The Atlantic City Pop Festival, it seems, was a once in a lifetime occurence.
I caught the last show on the last night and will never forget it. Having graduated from high school that spring, and getting ready for college, I worked all weekend making pizza at Mack & Manco's on the Ocean City (NJ) boardwalk. My peers were persuasive in convincing me to go along with them after work Sunday night to try to catch the last few acts.
The gates were open and people were starting to leave, but as we made our way towards the stage, through the throngs of people, I could see Little Richard swinging a fur coat around his head while singing, "Good Golly, Miss Molly!" It was starting to drizzle , but the place was going wild. Everone was dancing, their arms flaling when Little Richard took his fur coat and flung it into the crowd.
When he broke into "Tutti Frutti," I suddenly realized what rock n' roll was all about. I looked at my buddies and we all knew the answer to the question we had been asking all week, "Are we going to Woodstock?"
The Atlantic City Pop Fest may not be as famous as Woodstock, but it was a better concert, a more organized show, and changed the lives of a lot of people.
"It was the right place at the right time," says Larry Magid. "It was the timing as much as anything, right smack in the middle of that whole era. It was a good experience for many, and when that movement kept getting bigger and more popular and was not just for the moment, not just a fad, the festival became part of our history and folklore."
[Originally published in part in the August, 1989 edition of the Atlantic City Monthly]
POSTED BY BILL KELLY AT 11:55 AM
3 COMMENTS:
Michele, Heather's auntie said...
I certainly agree with you on that one. As one of the people who attended Woodstock, and has written a story in the book Woodstock Revisited, I have to say that was the best concert by far.
I wish I would have thought to put a call out for stories about that one. Your story brings back more memories.
MARCH 30, 2009 1:46 PM
Ellen Christine Millinery said...
I always looked at the AC Pop Festival as a dry-run for Woodstock. After the fact, of course, since that was the furthest thing from my mind at the time. I made it to both, benign little hippie chick that I was. My crowd always stayed at the shore during the summer, but this was the summer a year later after Senior Week had made it's mark. We were still hanging out at the shore on our at-home visits from college, and music was our touchstone. Electric Factory Concerts had us enthralled, so to AC we went.

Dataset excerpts
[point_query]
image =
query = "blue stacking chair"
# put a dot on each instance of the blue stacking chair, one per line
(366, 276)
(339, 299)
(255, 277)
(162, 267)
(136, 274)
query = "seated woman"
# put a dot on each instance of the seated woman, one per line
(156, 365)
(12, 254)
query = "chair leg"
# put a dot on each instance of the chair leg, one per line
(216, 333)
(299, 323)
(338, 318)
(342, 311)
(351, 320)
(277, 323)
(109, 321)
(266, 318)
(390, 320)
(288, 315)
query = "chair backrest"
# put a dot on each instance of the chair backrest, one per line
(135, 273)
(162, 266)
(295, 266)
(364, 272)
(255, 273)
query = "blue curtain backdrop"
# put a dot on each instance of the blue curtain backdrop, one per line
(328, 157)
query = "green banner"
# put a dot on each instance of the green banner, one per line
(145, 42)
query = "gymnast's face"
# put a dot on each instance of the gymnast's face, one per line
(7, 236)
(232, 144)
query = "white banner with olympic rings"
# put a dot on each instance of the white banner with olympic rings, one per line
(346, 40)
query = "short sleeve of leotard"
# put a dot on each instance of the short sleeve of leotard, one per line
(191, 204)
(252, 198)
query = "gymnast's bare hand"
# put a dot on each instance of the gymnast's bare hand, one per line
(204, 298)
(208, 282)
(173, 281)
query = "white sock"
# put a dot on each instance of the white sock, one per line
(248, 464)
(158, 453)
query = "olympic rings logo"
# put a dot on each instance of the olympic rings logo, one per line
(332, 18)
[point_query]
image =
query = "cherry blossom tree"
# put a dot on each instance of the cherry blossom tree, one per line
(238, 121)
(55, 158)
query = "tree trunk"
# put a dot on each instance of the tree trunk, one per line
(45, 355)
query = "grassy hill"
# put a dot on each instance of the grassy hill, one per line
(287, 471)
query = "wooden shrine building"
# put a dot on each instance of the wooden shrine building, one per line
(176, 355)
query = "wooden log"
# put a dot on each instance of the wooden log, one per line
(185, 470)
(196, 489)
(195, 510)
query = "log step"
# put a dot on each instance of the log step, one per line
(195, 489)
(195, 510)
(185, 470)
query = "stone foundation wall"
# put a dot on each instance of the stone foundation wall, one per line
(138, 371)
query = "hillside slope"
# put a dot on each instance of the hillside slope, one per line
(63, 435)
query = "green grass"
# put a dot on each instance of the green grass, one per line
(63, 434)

---

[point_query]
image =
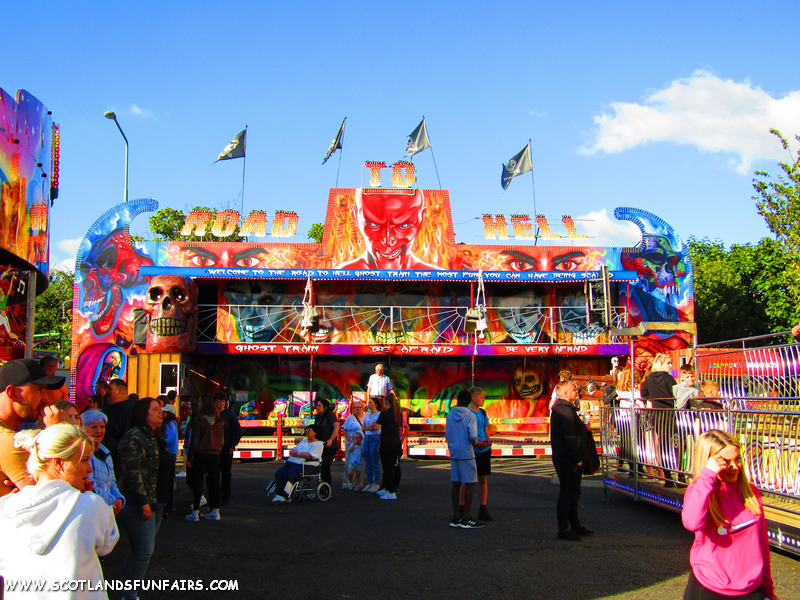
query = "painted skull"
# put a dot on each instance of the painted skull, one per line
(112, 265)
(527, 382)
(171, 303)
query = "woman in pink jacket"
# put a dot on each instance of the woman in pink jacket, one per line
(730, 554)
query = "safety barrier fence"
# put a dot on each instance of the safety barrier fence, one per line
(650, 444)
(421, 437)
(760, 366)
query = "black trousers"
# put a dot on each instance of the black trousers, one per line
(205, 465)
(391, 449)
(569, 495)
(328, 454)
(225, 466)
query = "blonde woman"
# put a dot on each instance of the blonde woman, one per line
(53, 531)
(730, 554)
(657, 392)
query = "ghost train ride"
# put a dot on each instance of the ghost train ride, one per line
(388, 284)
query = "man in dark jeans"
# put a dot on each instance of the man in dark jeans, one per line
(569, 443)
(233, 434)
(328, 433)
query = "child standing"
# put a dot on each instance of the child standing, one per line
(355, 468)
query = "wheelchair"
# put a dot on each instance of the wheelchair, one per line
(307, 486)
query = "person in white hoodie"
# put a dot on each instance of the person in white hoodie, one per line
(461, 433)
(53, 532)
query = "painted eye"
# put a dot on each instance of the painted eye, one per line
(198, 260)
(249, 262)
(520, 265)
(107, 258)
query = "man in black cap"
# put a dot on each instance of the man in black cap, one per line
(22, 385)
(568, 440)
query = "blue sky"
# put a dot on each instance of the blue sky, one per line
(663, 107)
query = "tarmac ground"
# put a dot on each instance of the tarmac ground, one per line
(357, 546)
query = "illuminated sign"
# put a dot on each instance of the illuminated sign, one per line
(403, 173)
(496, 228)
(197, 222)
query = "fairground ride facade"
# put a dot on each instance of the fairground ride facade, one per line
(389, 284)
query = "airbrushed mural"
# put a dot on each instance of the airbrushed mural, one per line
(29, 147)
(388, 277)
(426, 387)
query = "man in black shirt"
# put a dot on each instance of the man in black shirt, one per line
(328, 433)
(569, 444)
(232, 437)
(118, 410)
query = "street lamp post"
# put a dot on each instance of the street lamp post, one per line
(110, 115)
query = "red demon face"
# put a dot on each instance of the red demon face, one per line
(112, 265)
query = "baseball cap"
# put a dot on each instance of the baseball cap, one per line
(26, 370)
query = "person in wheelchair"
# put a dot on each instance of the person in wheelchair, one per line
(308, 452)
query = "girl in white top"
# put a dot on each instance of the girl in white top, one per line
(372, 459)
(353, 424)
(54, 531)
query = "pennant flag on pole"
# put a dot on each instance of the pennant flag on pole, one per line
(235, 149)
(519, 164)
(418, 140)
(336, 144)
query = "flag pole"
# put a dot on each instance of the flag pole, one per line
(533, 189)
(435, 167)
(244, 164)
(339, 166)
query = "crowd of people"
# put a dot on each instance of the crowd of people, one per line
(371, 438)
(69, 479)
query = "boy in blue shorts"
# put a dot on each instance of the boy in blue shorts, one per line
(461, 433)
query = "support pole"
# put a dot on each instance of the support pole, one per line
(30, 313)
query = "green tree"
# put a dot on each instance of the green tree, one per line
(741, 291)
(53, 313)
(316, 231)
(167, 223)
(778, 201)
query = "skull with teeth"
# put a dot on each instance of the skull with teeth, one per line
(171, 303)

**Description of the task:** List the names the page excerpt gives for the person who posted the piece and for each commenter. The rows have nothing to do with the text.

**Exercise answer:**
Bill Kelly
Michele, Heather's auntie
Ellen Christine Millinery